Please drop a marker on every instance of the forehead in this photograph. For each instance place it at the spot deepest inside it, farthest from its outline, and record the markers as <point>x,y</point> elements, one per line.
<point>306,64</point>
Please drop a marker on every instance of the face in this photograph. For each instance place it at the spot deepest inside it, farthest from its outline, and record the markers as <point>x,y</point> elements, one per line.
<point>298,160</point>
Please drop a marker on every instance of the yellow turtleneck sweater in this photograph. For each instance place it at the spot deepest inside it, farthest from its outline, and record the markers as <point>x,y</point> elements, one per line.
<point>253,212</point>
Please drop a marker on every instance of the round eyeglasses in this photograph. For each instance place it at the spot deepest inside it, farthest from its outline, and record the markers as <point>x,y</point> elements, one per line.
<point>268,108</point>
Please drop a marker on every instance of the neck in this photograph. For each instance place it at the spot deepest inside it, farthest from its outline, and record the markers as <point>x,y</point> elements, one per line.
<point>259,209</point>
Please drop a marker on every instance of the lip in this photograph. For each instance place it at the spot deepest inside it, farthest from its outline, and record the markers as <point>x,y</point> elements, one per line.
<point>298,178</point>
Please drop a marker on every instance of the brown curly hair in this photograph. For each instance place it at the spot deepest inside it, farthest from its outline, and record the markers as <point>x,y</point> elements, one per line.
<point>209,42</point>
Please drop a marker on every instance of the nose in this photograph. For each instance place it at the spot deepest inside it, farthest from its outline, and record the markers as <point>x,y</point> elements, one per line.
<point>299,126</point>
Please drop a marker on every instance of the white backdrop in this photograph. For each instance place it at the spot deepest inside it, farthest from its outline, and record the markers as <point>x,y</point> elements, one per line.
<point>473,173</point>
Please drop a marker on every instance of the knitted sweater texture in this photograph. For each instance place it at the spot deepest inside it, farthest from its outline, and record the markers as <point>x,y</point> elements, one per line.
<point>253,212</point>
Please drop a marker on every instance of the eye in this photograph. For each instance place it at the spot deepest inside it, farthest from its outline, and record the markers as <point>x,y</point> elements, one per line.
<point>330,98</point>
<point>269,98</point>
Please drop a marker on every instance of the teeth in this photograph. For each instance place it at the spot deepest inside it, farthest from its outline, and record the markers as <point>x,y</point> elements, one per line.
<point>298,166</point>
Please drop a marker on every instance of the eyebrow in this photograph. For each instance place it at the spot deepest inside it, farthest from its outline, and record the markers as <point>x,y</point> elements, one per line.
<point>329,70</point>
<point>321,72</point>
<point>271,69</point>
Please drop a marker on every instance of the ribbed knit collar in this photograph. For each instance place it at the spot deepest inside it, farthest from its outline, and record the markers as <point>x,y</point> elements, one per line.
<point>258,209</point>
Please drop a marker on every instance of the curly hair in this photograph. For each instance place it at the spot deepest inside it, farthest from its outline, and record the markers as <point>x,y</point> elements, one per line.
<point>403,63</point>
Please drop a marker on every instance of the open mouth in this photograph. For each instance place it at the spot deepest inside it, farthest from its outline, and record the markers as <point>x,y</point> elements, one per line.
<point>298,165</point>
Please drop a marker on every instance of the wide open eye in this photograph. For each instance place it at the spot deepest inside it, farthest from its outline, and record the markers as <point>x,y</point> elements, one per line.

━━━━

EXERCISE GOAL: Convert every line of the entries above into a Markdown table with two columns, Row and Text. Number each line in Row, put the line itself in Text, and leave out blank lines.

SOLVED EXERCISE:
| Row | Text |
|---|---|
| 1 | Please drop a marker on every instance of the forehead in this photograph. For each instance place it at the spot deepest inside it, farthest from its outline, and record the markers as <point>x,y</point> elements, one per line. |
| 2 | <point>306,64</point> |
| 3 | Please drop a marker on every instance of the face in this photograph. For each instance place it at the spot deepest inside it, farthest from its outline, and record the markers as <point>x,y</point> elements, one per line. |
| 4 | <point>298,160</point> |
| 5 | Please drop a marker on every instance of the yellow turtleneck sweater in this photograph. For each instance place it at the spot deepest inside it, farthest from its outline, and record the markers as <point>x,y</point> elements, one per line. |
| 6 | <point>253,212</point> |
| 7 | Please drop a marker on every instance of the round eyeglasses in this photograph. For each instance place it at the spot deepest inside it, farthest from its outline, and record the markers as <point>x,y</point> elements, one per line. |
| 8 | <point>268,108</point> |
| 9 | Please drop a marker on every instance of the neck in this photograph. For each instance place it at the spot deepest inside it, farthest from its outline, and record the markers as <point>x,y</point> elements, one per line. |
| 10 | <point>259,209</point> |
| 11 | Please drop a marker on every instance of the lip in this photograph. For each instance place it at the spot deepest inside it, farthest from its outline, and record the markers as <point>x,y</point> elements, one per line. |
| 12 | <point>298,178</point> |
| 13 | Please drop a marker on every instance of the brown curly hair in this photograph. For each instance place it at the spot deepest inside it, farthest from its outline, and record the markers as <point>x,y</point> elements, one per line. |
| 14 | <point>209,42</point> |
| 15 | Please drop a marker on every instance of the nose in this photograph. For each instance place it at the spot deepest inside it, farthest from its outline, and record the markers as <point>x,y</point> elements, one per line. |
| 16 | <point>299,126</point> |
| 17 | Please drop a marker on every instance of the white backdrop in this photograph. For each instance place it at the spot deepest inside it, farthest from its outline, and record the markers as <point>x,y</point> elements, one per line. |
| 18 | <point>473,173</point> |
| 19 | Please drop a marker on every instance of the knitted sweater texture in this photograph. For each instance place it at the spot deepest inside it, farthest from its outline, and record the markers as <point>x,y</point> elements, one per line. |
| 20 | <point>253,212</point> |
| 21 | Please drop a marker on every instance of the eye in this photograph. For each instance place it at the spot deepest inside it, farthest from its outline, and record the markers as <point>x,y</point> elements, one per line. |
| 22 | <point>330,98</point> |
| 23 | <point>269,98</point> |
| 24 | Please drop a marker on every instance of the teeth in this photograph. For each instance place it at the spot deepest inside it, farthest from its outline, and record the markers as <point>x,y</point> elements, one per line. |
| 25 | <point>298,166</point> |
| 26 | Please drop a marker on every instance of the eyebrow in this photograph. For each instance place it at the spot deepest inside it, farthest from its outline, and record the markers as <point>x,y</point> elements, one per line. |
| 27 | <point>329,70</point> |
| 28 | <point>321,72</point> |
| 29 | <point>271,69</point> |
| 30 | Please drop a marker on every instance of the ribbed knit collar in this photograph. For each instance place it at the spot deepest inside it, farthest from its outline, and record the markers as <point>x,y</point> elements, one per line. |
| 31 | <point>258,209</point> |
| 32 | Please drop a marker on every instance of the curly hair in this photograph. For each instance place it at the spot deepest inside it, farthest from its outline, and record the markers as <point>x,y</point> elements, one per line. |
| 33 | <point>403,63</point> |
| 34 | Please drop a marker on every instance of the open mouth in this photograph. For each instance place it at the spot deepest inside it, farthest from its outline, and record the markers as <point>x,y</point> elements, one per line. |
| 35 | <point>298,165</point> |
| 36 | Please drop a marker on every instance of the wide open eye in this photograph. For each instance place it at the spot deepest inside it, farthest from its outline, and record the markers as <point>x,y</point> elements, one per line. |